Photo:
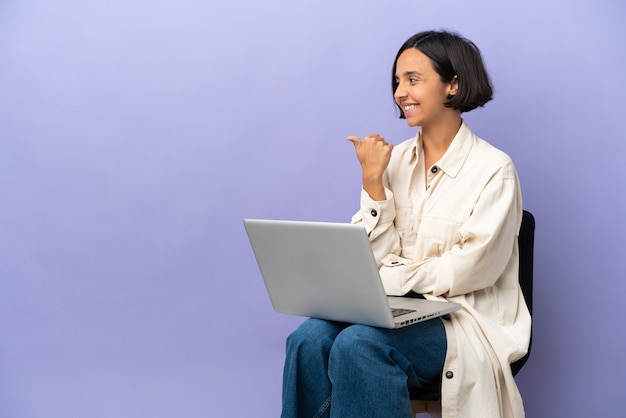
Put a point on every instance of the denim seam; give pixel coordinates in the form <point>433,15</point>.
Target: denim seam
<point>323,408</point>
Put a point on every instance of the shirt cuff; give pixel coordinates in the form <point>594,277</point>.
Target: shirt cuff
<point>374,212</point>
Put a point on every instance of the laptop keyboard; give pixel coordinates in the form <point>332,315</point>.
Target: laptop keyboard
<point>400,311</point>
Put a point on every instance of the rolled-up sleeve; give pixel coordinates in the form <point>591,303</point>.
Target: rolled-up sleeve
<point>378,219</point>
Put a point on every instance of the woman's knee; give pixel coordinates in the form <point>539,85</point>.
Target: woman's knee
<point>315,333</point>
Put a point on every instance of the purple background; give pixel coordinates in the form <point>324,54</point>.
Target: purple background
<point>136,135</point>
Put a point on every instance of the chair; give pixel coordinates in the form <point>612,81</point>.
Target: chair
<point>428,399</point>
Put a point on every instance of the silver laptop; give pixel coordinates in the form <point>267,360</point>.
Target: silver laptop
<point>327,270</point>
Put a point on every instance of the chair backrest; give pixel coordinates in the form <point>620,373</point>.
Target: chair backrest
<point>526,242</point>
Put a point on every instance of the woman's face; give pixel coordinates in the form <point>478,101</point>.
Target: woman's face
<point>420,93</point>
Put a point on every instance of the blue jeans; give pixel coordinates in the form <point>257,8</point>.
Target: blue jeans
<point>340,370</point>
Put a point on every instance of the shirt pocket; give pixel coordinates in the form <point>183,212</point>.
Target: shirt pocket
<point>436,236</point>
<point>406,226</point>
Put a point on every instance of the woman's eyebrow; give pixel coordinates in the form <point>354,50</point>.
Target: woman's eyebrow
<point>410,73</point>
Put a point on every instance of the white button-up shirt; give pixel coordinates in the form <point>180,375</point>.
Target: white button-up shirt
<point>450,232</point>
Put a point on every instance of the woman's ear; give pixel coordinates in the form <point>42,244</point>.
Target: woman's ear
<point>453,86</point>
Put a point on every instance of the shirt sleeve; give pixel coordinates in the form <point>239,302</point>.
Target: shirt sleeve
<point>476,262</point>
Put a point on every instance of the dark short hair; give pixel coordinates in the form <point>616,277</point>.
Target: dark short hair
<point>452,55</point>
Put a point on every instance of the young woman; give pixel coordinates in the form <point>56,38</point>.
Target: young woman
<point>443,210</point>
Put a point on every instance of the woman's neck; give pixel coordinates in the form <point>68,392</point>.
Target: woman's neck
<point>437,138</point>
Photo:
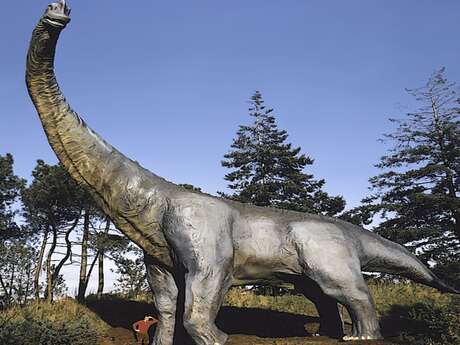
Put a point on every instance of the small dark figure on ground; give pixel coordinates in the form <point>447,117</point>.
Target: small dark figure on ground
<point>141,329</point>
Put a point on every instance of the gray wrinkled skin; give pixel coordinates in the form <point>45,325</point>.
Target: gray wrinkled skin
<point>200,244</point>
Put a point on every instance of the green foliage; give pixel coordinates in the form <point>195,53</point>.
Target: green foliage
<point>418,193</point>
<point>131,281</point>
<point>62,323</point>
<point>39,332</point>
<point>10,187</point>
<point>52,199</point>
<point>268,171</point>
<point>17,263</point>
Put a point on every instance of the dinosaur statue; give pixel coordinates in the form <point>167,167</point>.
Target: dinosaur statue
<point>199,245</point>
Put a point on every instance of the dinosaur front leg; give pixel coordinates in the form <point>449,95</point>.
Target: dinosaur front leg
<point>205,291</point>
<point>165,298</point>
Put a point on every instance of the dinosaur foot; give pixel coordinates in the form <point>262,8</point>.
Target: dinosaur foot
<point>361,337</point>
<point>57,14</point>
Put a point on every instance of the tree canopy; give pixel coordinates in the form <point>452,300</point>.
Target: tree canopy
<point>269,171</point>
<point>418,193</point>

### EXERCISE GOAL
Output each record above exactly; omit the images.

### SOLVED PROBLEM
Photo:
Put a point on every instance of the denim seam; give pixel coordinates in the form <point>433,15</point>.
Target: denim seam
<point>323,408</point>
Put a point on every instance of the shirt cuff; give pixel coordinates in the form <point>594,277</point>.
Target: shirt cuff
<point>374,212</point>
Put a point on every instance of the laptop keyboard; give pixel coordinates in the form <point>332,315</point>.
Target: laptop keyboard
<point>400,311</point>
Put a point on every instance of the rolled-up sleeve; give pixel coordinates in the form <point>591,303</point>.
Target: rolled-up sleeve
<point>378,219</point>
Put a point on every instance of the woman's knee; give pixel coordinates in the form <point>539,85</point>.
Target: woman's knee
<point>315,333</point>
Put a point on every instance of the purple background; give pixel coordinates in the form <point>324,54</point>.
Target: purple background
<point>136,135</point>
Put a point on every instance of the chair; give pixel coordinates in the form <point>612,81</point>.
Target: chair
<point>428,399</point>
Put a point on every instance of the silver laptop; give pixel coordinates in the form <point>267,360</point>.
Target: silver laptop
<point>327,270</point>
Put a point on every instance of the chair backrest; give pixel coordinates in the form <point>620,373</point>.
Target: chair backrest
<point>526,242</point>
Put a point on every instance of the woman's face; give pixel coordinates in the form <point>478,101</point>.
Target: woman's face
<point>420,93</point>
Put a point on every instance of the blue jeans; give pixel coordinates in the form <point>257,8</point>.
Target: blue jeans
<point>340,370</point>
Put a point on every instance of the shirt pocket; give pixel coordinates in the form <point>183,212</point>.
Target: shirt pocket
<point>436,236</point>
<point>406,226</point>
Put a point on every instance of the woman's eyebrow; give pixel coordinates in the form <point>354,50</point>.
Target: woman's eyebrow
<point>410,73</point>
Put a point on every instance of the white button-up shirt; give pixel coordinates in the form <point>180,375</point>.
Target: white button-up shirt
<point>450,232</point>
Put a point on every instance of the woman's ear; give pixel coordinates in the form <point>42,244</point>.
Target: woman's ear
<point>453,86</point>
Put a point on every instance of the shirt sleeve; give pixel coordinates in the form <point>239,302</point>.
Target: shirt sleeve
<point>476,262</point>
Put a point on every instance of the dark short hair; give pixel coordinates in the form <point>616,277</point>.
Target: dark short hair
<point>452,55</point>
Put a point on every instance of the young woman; give pixel coordinates in the form <point>56,38</point>.
Target: young woman
<point>443,210</point>
Put a point on every instance of the woman's neck; give pixel coordinates in the form <point>68,392</point>.
Target: woman's neck
<point>437,138</point>
Photo:
Put a point on every instance of the small dark figure on ground; give pixel coordinates in the form <point>447,117</point>.
Target: small dark figure on ground
<point>141,329</point>
Put a point on every instance of the gray wrinkled skin; give pixel coordinates in the form <point>45,325</point>.
Target: gray wrinkled skin
<point>200,244</point>
Put a point on every instance of the green foliage; give pixel coordinates in the form <point>195,53</point>.
Target: green foliage
<point>418,193</point>
<point>131,281</point>
<point>62,323</point>
<point>39,332</point>
<point>10,187</point>
<point>52,199</point>
<point>268,171</point>
<point>17,263</point>
Put a point on every instance of the dinosaur statue; give pixel coordinates in the form <point>167,167</point>.
Target: dinosaur statue
<point>199,245</point>
Put a point on every instance of the dinosaur front leg; give pixel coordinates in the form <point>449,95</point>.
Target: dinosaur front leg
<point>205,291</point>
<point>165,298</point>
Put a point on every instance of the dinosaur foot; give pixel coordinates in the form <point>262,8</point>.
Target: dinosaur foot
<point>361,337</point>
<point>57,14</point>
Put a point on every instance of the tree canopy; give pixel coordinates in the form <point>452,300</point>.
Target: tree canopy
<point>269,171</point>
<point>418,193</point>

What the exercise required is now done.